GOAL OF THE EXERCISE: Please format the lines that run from the line containing "--target blue human figure" through the line containing "Give the mask of every instance of the blue" as a JSON list of strings, one string per line, with blank lines left out. Start at the line that has "--target blue human figure" and stop after the line that has "Give the mask of every instance of the blue", including both, and give only those lines.

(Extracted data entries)
»»
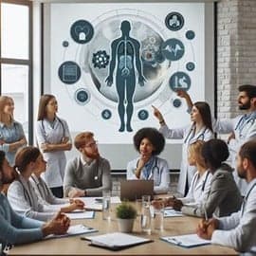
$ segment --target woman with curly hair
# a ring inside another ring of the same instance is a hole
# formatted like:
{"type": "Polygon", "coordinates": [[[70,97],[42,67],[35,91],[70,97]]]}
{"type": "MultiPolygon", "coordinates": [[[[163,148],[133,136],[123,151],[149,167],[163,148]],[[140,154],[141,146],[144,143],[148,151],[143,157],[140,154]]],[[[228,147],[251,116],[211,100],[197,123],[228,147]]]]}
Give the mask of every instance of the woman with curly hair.
{"type": "Polygon", "coordinates": [[[155,193],[167,192],[170,183],[169,167],[157,155],[163,151],[165,139],[155,128],[142,128],[134,136],[139,157],[127,165],[127,179],[153,179],[155,193]]]}

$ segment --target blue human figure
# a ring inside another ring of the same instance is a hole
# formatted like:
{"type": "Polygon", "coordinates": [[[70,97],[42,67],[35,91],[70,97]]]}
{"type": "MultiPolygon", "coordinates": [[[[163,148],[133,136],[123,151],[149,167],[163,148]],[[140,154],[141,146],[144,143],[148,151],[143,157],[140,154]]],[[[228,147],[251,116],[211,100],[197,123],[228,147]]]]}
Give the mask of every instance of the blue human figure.
{"type": "Polygon", "coordinates": [[[136,88],[136,70],[140,86],[144,85],[145,78],[142,75],[139,58],[140,44],[129,35],[131,30],[130,22],[122,21],[120,30],[121,37],[115,39],[111,44],[109,74],[105,82],[107,82],[107,86],[113,84],[113,73],[116,68],[116,63],[118,62],[116,86],[119,94],[119,132],[125,130],[125,103],[127,114],[126,130],[132,132],[131,119],[134,112],[133,98],[136,88]],[[136,64],[136,69],[134,62],[136,64]]]}

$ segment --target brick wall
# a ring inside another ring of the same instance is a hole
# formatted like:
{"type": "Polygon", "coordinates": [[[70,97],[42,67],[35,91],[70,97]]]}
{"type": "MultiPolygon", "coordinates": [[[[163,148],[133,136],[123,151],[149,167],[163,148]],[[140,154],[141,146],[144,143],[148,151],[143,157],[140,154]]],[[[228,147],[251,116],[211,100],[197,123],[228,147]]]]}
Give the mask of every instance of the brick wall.
{"type": "MultiPolygon", "coordinates": [[[[256,0],[221,0],[217,3],[217,115],[237,116],[237,87],[256,84],[256,0]]],[[[119,194],[119,181],[113,176],[113,194],[119,194]]],[[[178,175],[171,175],[175,192],[178,175]]]]}
{"type": "Polygon", "coordinates": [[[256,84],[256,1],[217,3],[217,115],[233,118],[237,87],[256,84]]]}

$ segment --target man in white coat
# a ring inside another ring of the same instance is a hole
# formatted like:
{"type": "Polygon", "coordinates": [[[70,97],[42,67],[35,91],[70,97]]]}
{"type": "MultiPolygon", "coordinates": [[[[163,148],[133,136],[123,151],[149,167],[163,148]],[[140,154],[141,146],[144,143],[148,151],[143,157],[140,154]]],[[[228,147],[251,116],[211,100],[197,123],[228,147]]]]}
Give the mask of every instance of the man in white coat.
{"type": "Polygon", "coordinates": [[[256,140],[241,147],[236,167],[238,175],[248,185],[241,210],[228,217],[201,220],[197,234],[212,244],[252,252],[256,246],[256,140]]]}
{"type": "MultiPolygon", "coordinates": [[[[240,147],[249,139],[256,137],[256,85],[240,85],[238,90],[238,108],[245,111],[245,114],[230,119],[212,121],[212,128],[215,133],[231,133],[228,143],[233,168],[235,167],[235,156],[240,147]]],[[[177,92],[177,95],[184,98],[188,107],[192,109],[192,101],[190,95],[181,90],[177,92]]],[[[233,174],[241,194],[245,195],[247,187],[246,181],[237,175],[237,172],[233,172],[233,174]]]]}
««
PROBLEM SOLUTION:
[
  "$ segment --target blue human figure",
  "# a ring inside another ring of the same instance is a hole",
  "# formatted like:",
  "{\"type\": \"Polygon\", \"coordinates\": [[[70,97],[42,67],[35,91],[70,97]]]}",
  "{\"type\": \"MultiPolygon\", \"coordinates\": [[[[163,148],[133,136],[123,151],[149,167],[163,148]],[[140,154],[141,146],[144,143],[148,151],[143,157],[140,154]]],[[[228,147],[251,116],[211,100],[197,123],[228,147]]]]}",
  "Give the mask of every instance of the blue human figure."
]